▸ **EXTRACT**:
§

Around 35,000 revellers have marched for LGBTQ rights at Berlin’s annual Christopher Street Day celebration – twice as many as had been expected.
he parade started with a call from Klaus Lederer, Berlin’s senator for culture, to make the city a “queer-freedom zone” in response to deteriorating safety for gay and lesbian people in Hungary and neighbouring Poland.
“LGBT-free zones” have been declared in parts of Poland, while Hungary recently passed a law banning the depiction of homosexuality or gender reassignment to minors that has been denounced as discriminatory by human rights groups.
Mr Lederer said the situation in the two EU members “sends shivers down my back”.
The senator also noted that the pandemic had been particularly hard for some gays and lesbians at home as shelters were closed.
He said “there is still much work to be done”.
Organisers of the parade had been expecting around 20,000 people amid social distancing rules and a ban on alcohol to combat the risk of new coronavirus infections.
There was no parade last year due to the pandemic, so many people took advantage of the warm sunny weather and relatively low rate of infections to take part in the last major gathering for Berlin’s Pride month.
Nearby, the United States embassy flew a rainbow flag under the American flag.
The parade was led by five trucks that were spaced apart to give demonstrators more room as they danced past the city’s iconic Brandenburg Gate.
Organisers made repeated calls for revellers to put masks on and keep their distance – though it was not always possible due to the sheer number of people.
The celebrations were preceded by an apparent homophobic attack on a male couple in a Berlin subway late on Friday.
Police said the men were sitting in a train when they were approached by a stranger who insulted them and then punched one of the men several times.
Other passengers intervened and he was apprehended after fleeing briefly.
Also on Friday, Bishop Christian Stablein asked during a service at Berlin’s Marienkirche for forgiveness from the LGBTQ community for the suffering caused to them by the evangelical church.

§

[Collection entries]

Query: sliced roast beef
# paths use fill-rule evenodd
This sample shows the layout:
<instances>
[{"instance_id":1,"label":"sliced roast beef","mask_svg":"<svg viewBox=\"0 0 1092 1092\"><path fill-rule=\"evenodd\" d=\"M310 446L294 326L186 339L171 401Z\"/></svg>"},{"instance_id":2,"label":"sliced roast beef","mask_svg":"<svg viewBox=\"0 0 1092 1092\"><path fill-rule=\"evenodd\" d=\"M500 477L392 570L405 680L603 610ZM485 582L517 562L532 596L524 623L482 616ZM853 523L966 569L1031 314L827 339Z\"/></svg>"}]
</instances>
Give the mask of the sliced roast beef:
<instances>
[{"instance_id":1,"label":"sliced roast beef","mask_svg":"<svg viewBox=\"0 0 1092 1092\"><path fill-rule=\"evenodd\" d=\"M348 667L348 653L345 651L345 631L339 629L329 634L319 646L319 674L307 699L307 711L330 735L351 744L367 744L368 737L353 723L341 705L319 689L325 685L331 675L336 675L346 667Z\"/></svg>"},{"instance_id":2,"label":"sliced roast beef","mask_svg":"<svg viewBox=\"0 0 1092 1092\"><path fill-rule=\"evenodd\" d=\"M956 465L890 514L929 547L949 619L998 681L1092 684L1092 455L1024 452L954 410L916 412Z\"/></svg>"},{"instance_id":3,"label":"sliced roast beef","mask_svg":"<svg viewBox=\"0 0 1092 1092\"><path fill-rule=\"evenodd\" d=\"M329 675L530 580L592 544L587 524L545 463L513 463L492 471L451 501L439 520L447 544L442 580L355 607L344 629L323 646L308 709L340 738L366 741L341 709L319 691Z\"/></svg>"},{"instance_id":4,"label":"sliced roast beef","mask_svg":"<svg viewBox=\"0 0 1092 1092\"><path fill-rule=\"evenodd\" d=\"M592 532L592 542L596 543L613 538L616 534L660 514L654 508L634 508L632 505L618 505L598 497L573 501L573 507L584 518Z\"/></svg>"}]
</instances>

§

▸ **TASK LIST**:
• a. Rewrite the paragraph of the Berlin Pride article that begins "There was no parade last year" as a short bulleted list, keeping its main facts.
• b. Reproduce word for word the part of the Berlin Pride article starting at "Organisers made repeated" and ending at "late on Friday.".

▸ **ANSWERS IN ORDER**:
• a.
- No parade took place the previous year because of the pandemic.
- The weather was warm and sunny, and infection rates were relatively low.
- Many people used the occasion to join the last major gathering of Berlin's Pride month.

• b.
Organisers made repeated calls for revellers to put masks on and keep their distance – though it was not always possible due to the sheer number of people.
The celebrations were preceded by an apparent homophobic attack on a male couple in a Berlin subway late on Friday.